EXERCISE SET:
A) Transcribe the passage of the taxi-route problem below that lies between "A route is suspicious" and "only one crossing.", inclusive.
B) Pick up the problem statement about Kaaleppi's taxi routes after its last sentence and keep writing it.

Kaaleppi is running an illegal taxi service in the city. The city consists of n crossings and m one-way streets between them. Each evening, Kaaleppi drives through a route of two or more crossings that are connected by the streets.

Of course, Kaaleppi doesn't want that the police becomes aware of his business. For this reason, he always chooses a route that is not suspicious.

A route is suspicious if it contains a double cycle. A double cycle is a route of form x \rightarrow R \rightarrow x \rightarrow R \rightarrow x where x is a crossing and R is a route where each crossing is dictinct and other than x. Note that R may consist of only one crossing.

For example, the route 2 \rightarrow 3 \rightarrow 6 \rightarrow 4 \rightarrow 3 \rightarrow 6 \rightarrow 4 \rightarrow 3 \rightarrow 1 \rightarrow 6 is suspicious because we can choose x=3 and R=6 \rightarrow 4.

LISTING:
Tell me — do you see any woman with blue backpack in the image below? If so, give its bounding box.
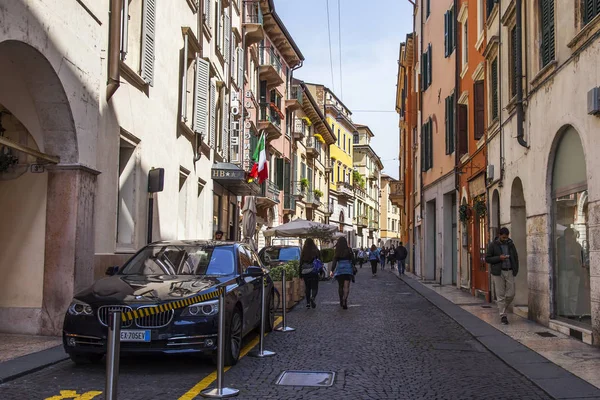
[300,238,323,308]
[330,237,356,310]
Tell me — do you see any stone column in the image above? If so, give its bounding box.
[40,165,99,335]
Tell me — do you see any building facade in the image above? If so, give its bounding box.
[352,124,383,247]
[379,174,405,247]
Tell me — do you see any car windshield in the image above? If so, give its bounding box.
[119,245,235,276]
[265,247,300,262]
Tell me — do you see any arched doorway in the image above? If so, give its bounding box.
[552,126,592,325]
[0,40,97,334]
[510,178,529,308]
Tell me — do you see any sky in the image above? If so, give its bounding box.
[275,0,412,178]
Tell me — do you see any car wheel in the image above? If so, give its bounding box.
[69,354,103,365]
[225,307,243,366]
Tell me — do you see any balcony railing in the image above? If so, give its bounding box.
[259,46,283,74]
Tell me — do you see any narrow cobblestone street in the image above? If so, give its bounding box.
[0,267,550,400]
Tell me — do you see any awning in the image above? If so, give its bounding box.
[211,163,260,196]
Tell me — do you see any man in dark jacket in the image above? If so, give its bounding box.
[485,228,519,325]
[396,242,408,275]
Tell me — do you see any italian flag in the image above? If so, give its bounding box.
[250,131,269,184]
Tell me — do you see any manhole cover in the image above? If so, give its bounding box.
[536,332,556,337]
[276,371,335,387]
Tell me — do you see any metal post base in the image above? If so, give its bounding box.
[200,388,240,399]
[275,326,296,332]
[248,350,277,358]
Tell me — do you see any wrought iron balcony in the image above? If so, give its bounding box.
[285,86,304,111]
[258,46,284,87]
[258,103,282,140]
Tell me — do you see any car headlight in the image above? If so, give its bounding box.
[181,300,219,317]
[68,300,94,316]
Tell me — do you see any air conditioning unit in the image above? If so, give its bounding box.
[588,87,600,115]
[487,164,494,182]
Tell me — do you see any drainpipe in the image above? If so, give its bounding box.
[515,0,529,148]
[106,0,123,101]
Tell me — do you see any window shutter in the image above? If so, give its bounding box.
[427,43,433,87]
[223,12,231,64]
[473,80,485,140]
[491,58,498,120]
[194,57,210,140]
[444,11,450,57]
[204,0,212,28]
[140,0,156,86]
[209,82,217,149]
[237,47,244,87]
[221,94,229,161]
[540,0,554,67]
[510,27,517,97]
[458,104,469,157]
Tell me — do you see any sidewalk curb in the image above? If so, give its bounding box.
[0,345,69,384]
[394,274,600,400]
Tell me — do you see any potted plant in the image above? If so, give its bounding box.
[300,178,308,192]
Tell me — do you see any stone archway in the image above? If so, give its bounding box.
[510,178,529,307]
[0,40,97,335]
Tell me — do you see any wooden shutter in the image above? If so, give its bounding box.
[238,47,245,87]
[209,82,217,149]
[223,11,231,64]
[140,0,156,86]
[491,58,498,120]
[193,57,210,140]
[427,43,433,87]
[221,93,229,162]
[540,0,554,67]
[473,80,485,140]
[444,11,450,57]
[458,104,469,157]
[204,0,213,28]
[275,158,284,190]
[510,27,518,97]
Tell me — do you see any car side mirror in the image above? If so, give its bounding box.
[244,265,265,278]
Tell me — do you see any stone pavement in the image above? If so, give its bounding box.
[0,268,600,400]
[395,272,600,388]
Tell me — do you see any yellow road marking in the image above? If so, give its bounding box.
[179,317,283,400]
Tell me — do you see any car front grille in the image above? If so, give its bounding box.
[135,306,174,328]
[98,306,133,328]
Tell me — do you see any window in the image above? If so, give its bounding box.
[582,0,600,24]
[421,118,433,172]
[457,104,469,157]
[421,43,432,91]
[120,0,156,86]
[462,20,469,70]
[510,26,517,97]
[473,80,485,140]
[490,57,498,120]
[444,7,456,57]
[445,93,455,154]
[117,136,139,251]
[540,0,556,68]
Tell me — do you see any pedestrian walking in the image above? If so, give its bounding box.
[485,227,519,325]
[369,244,379,276]
[300,238,323,308]
[396,242,408,275]
[329,237,354,310]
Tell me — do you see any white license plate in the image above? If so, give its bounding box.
[121,330,150,342]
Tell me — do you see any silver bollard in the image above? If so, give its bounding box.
[248,275,276,358]
[104,311,121,400]
[200,287,240,399]
[276,269,296,332]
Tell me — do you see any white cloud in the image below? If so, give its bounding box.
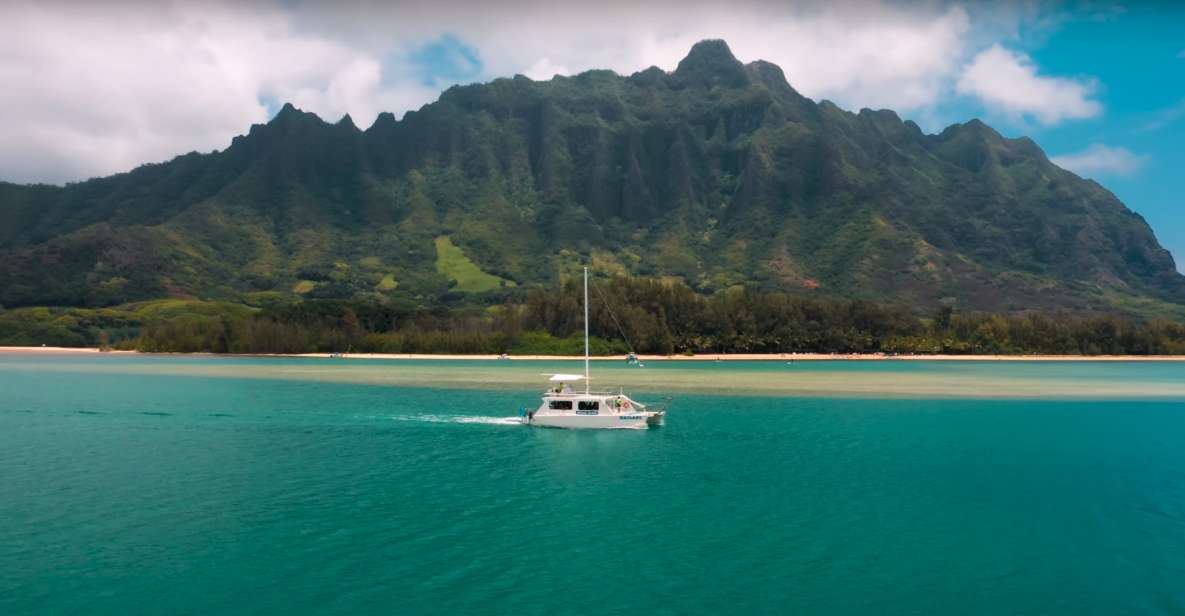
[523,58,572,81]
[957,45,1103,124]
[1050,143,1148,177]
[0,2,436,182]
[0,0,1047,181]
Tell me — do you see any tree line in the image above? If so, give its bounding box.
[0,278,1185,355]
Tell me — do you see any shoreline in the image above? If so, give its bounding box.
[0,346,1185,361]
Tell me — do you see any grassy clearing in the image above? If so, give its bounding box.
[436,236,514,293]
[374,274,399,291]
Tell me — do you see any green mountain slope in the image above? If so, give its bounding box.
[0,41,1185,314]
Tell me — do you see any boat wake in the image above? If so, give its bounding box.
[387,413,523,425]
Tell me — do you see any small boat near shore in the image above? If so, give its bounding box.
[521,268,666,429]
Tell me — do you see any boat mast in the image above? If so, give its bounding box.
[584,268,589,396]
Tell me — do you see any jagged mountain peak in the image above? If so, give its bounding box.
[0,40,1185,314]
[673,39,749,88]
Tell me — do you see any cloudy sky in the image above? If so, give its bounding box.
[0,0,1185,264]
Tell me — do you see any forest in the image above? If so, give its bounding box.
[0,277,1185,355]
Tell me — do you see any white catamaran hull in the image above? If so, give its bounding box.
[526,412,662,430]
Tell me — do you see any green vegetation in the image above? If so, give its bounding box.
[0,277,1185,355]
[0,41,1185,317]
[433,236,514,293]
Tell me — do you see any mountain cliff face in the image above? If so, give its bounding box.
[0,41,1185,314]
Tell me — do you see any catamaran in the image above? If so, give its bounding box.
[523,268,666,429]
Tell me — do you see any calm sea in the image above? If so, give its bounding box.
[0,354,1185,615]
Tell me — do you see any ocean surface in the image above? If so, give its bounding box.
[0,353,1185,615]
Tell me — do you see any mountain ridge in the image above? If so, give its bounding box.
[0,40,1185,314]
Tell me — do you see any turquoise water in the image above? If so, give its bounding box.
[0,354,1185,614]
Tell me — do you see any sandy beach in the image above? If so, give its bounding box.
[0,346,1185,361]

OUTPUTS:
A)
A route is suspicious if it contains a double cycle. A double cycle is a route of form x \rightarrow R \rightarrow x \rightarrow R \rightarrow x where x is a crossing and R is a route where each crossing is dictinct and other than x. Note that R may consist of only one crossing.

B)
Your task is to calculate the number of possible routes for Kaaleppi, i.e., the number of routes that contain at least two crossings and are not suspicious.

Input

The first input line contains integers n and m: the number of crossings and the number of streets. The crossings are numbered 1,2,\ldots,n.

After this, there are m lines that describe the streets. Each line contains two integers a and b. This means that there is a one-way street from a to b.

Output

Output the number of possible routes modulo 10^9+7. If the number is infinite, output infinite.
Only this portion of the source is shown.